Wandle bitte sämtliche Zeilen des folgenden Materials in eine nummerierte Liste um und lass dabei Leerzeilen weg.

[Gespeicherte Einträge aus einer Sammlung]
++++++++++
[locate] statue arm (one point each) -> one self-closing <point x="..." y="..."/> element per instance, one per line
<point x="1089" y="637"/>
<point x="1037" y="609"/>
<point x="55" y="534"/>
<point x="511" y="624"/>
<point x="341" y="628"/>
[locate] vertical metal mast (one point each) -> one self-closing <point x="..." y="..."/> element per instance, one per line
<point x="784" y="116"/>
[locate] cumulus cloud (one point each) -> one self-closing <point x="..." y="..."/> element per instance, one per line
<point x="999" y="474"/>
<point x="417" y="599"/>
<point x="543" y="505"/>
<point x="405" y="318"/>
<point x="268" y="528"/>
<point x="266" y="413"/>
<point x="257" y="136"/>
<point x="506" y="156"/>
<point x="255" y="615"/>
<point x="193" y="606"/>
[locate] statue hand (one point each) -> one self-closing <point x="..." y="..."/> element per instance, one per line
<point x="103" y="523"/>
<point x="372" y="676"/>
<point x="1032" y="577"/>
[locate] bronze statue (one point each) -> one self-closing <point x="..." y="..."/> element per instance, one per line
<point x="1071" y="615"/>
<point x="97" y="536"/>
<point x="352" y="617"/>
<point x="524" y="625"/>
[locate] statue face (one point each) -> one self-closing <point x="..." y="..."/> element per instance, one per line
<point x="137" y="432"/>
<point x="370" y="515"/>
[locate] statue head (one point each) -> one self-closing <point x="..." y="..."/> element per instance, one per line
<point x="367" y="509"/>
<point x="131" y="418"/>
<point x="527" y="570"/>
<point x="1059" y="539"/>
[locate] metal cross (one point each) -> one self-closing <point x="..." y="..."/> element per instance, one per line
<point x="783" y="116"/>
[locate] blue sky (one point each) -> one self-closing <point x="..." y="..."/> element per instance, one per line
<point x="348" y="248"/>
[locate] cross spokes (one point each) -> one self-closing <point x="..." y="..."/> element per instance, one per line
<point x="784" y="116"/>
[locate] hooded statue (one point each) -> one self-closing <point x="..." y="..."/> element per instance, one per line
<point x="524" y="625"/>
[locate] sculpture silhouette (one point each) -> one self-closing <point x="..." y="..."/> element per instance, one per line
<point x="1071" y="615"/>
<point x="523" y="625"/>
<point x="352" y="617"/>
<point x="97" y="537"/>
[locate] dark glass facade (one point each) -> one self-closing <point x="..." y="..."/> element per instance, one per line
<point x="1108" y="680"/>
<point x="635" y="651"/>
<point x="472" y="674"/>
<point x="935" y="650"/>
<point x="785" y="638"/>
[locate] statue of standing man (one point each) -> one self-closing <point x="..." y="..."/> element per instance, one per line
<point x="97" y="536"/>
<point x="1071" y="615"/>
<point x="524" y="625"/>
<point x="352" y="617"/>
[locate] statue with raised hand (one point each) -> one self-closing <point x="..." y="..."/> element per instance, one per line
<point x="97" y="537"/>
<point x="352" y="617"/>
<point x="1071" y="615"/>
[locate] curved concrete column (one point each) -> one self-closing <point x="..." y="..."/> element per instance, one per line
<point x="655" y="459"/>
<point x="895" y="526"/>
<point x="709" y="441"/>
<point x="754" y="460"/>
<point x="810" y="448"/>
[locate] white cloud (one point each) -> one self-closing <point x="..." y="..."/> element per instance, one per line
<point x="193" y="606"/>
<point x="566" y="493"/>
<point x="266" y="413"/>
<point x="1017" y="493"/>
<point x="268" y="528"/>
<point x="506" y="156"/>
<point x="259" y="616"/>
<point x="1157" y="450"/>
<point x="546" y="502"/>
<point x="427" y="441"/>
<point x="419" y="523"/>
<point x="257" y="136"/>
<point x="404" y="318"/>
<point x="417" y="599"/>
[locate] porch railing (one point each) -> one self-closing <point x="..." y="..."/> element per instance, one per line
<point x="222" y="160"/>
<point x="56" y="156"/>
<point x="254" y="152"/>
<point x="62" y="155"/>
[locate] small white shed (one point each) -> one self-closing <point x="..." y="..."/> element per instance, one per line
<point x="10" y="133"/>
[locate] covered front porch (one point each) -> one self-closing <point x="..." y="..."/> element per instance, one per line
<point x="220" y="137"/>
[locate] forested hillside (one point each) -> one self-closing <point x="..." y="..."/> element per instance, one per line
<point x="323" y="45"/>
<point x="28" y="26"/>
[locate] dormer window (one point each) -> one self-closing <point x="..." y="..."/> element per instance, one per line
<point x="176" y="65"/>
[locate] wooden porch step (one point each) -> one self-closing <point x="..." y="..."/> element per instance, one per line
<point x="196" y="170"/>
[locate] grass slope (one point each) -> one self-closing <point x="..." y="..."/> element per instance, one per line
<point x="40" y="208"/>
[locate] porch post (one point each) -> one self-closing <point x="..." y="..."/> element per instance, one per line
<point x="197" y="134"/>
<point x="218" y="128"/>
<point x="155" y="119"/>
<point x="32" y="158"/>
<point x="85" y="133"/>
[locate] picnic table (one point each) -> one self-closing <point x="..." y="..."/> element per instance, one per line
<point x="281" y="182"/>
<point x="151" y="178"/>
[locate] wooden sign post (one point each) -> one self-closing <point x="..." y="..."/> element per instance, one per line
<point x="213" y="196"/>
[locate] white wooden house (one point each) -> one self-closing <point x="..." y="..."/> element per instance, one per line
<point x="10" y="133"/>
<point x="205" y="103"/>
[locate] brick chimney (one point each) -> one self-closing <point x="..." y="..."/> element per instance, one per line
++++++++++
Richtige Antwort:
1. [locate] statue arm (one point each) -> one self-closing <point x="..." y="..."/> element per instance, one per line
2. <point x="1089" y="637"/>
3. <point x="1037" y="609"/>
4. <point x="55" y="534"/>
5. <point x="511" y="624"/>
6. <point x="341" y="628"/>
7. [locate] vertical metal mast (one point each) -> one self-closing <point x="..." y="..."/> element per instance, one per line
8. <point x="784" y="116"/>
9. [locate] cumulus cloud (one point each) -> one self-closing <point x="..." y="..."/> element per instance, one per line
10. <point x="999" y="474"/>
11. <point x="417" y="599"/>
12. <point x="543" y="505"/>
13. <point x="405" y="318"/>
14. <point x="268" y="528"/>
15. <point x="266" y="413"/>
16. <point x="257" y="136"/>
17. <point x="506" y="156"/>
18. <point x="255" y="615"/>
19. <point x="193" y="606"/>
20. [locate] statue hand (one point each) -> one self-closing <point x="..." y="..."/> element per instance, one per line
21. <point x="103" y="523"/>
22. <point x="372" y="676"/>
23. <point x="1032" y="577"/>
24. [locate] bronze statue (one point each) -> one self-closing <point x="..." y="..."/> element per instance, one per line
25. <point x="1071" y="615"/>
26. <point x="97" y="536"/>
27. <point x="352" y="617"/>
28. <point x="524" y="625"/>
29. [locate] statue face (one point each) -> one self-closing <point x="..." y="..."/> element per instance, one per line
30. <point x="137" y="432"/>
31. <point x="370" y="515"/>
32. [locate] statue head (one point each) -> one self-closing <point x="..." y="..."/> element per instance, one per line
33. <point x="367" y="509"/>
34. <point x="131" y="418"/>
35. <point x="527" y="570"/>
36. <point x="1059" y="539"/>
37. [locate] metal cross (one point each) -> one self-closing <point x="..." y="..."/> element per instance, one per line
38. <point x="783" y="116"/>
39. [locate] blue sky (one point each) -> one self-closing <point x="..." y="..."/> element per instance, one per line
40. <point x="348" y="248"/>
41. [locate] cross spokes (one point each) -> one self-closing <point x="..." y="..."/> element per instance, one per line
42. <point x="784" y="116"/>
43. [locate] hooded statue (one point each) -> one self-closing <point x="..." y="..."/> element per instance, one per line
44. <point x="524" y="625"/>
45. [locate] sculpture silhouette (one point each) -> one self-closing <point x="..." y="..."/> element per instance, one per line
46. <point x="1071" y="615"/>
47. <point x="523" y="625"/>
48. <point x="352" y="617"/>
49. <point x="97" y="537"/>
50. [locate] dark glass facade (one point each) -> one self-closing <point x="..." y="..."/> element per instance, one per line
51. <point x="1108" y="680"/>
52. <point x="635" y="651"/>
53. <point x="472" y="674"/>
54. <point x="935" y="650"/>
55. <point x="785" y="638"/>
56. [locate] statue of standing man (one point each) -> one self-closing <point x="..." y="..."/> element per instance, one per line
57. <point x="97" y="536"/>
58. <point x="1071" y="615"/>
59. <point x="524" y="625"/>
60. <point x="352" y="617"/>
61. [locate] statue with raised hand (one point each) -> one self-closing <point x="..." y="..."/> element per instance, one per line
62. <point x="97" y="537"/>
63. <point x="352" y="617"/>
64. <point x="1071" y="615"/>
65. [locate] curved concrete column (one point each) -> one self-closing <point x="..." y="..."/> element per instance, one per line
66. <point x="655" y="459"/>
67. <point x="895" y="526"/>
68. <point x="709" y="441"/>
69. <point x="754" y="460"/>
70. <point x="810" y="448"/>
71. [locate] white cloud (one point each) -> one self-closing <point x="..." y="..."/> element per instance, one per line
72. <point x="193" y="606"/>
73. <point x="566" y="493"/>
74. <point x="266" y="413"/>
75. <point x="1017" y="493"/>
76. <point x="268" y="528"/>
77. <point x="506" y="156"/>
78. <point x="259" y="616"/>
79. <point x="1157" y="450"/>
80. <point x="546" y="502"/>
81. <point x="427" y="441"/>
82. <point x="419" y="523"/>
83. <point x="257" y="136"/>
84. <point x="404" y="318"/>
85. <point x="417" y="599"/>
86. [locate] porch railing (one point each) -> one self-closing <point x="..." y="..."/> element per instance, one per line
87. <point x="222" y="160"/>
88. <point x="56" y="156"/>
89. <point x="254" y="152"/>
90. <point x="62" y="155"/>
91. [locate] small white shed (one point each) -> one self-closing <point x="..." y="..."/> element per instance, one per line
92. <point x="10" y="133"/>
93. [locate] covered front porch (one point each) -> one self-closing <point x="..." y="..."/> element per instance, one per line
94. <point x="220" y="137"/>
95. [locate] forested hillside (one point each) -> one self-closing <point x="..." y="..."/> element per instance, one per line
96. <point x="323" y="45"/>
97. <point x="28" y="26"/>
98. [locate] dormer window (one point each) -> one self-closing <point x="..." y="..."/> element per instance, one per line
99. <point x="176" y="65"/>
100. [locate] wooden porch step (one point each) -> one self-closing <point x="..." y="..."/> element per instance, one per line
101. <point x="196" y="170"/>
102. [locate] grass slope (one point each) -> one self-closing <point x="..." y="..."/> element per instance, one per line
103. <point x="40" y="208"/>
104. [locate] porch post (one point each) -> one self-closing <point x="..." y="..."/> element per instance, one per line
105. <point x="197" y="134"/>
106. <point x="218" y="128"/>
107. <point x="155" y="119"/>
108. <point x="32" y="158"/>
109. <point x="85" y="133"/>
110. [locate] picnic table (one point each) -> one self-closing <point x="..." y="..."/> element per instance, one per line
111. <point x="281" y="182"/>
112. <point x="151" y="178"/>
113. [locate] wooden sign post (one point each) -> one self-closing <point x="..." y="..."/> element per instance, one per line
114. <point x="213" y="196"/>
115. [locate] white wooden house (one point each) -> one self-closing <point x="..." y="..."/> element per instance, one per line
116. <point x="10" y="133"/>
117. <point x="205" y="103"/>
118. [locate] brick chimney (one point each) -> one self-closing <point x="..." y="..."/> element per instance, one per line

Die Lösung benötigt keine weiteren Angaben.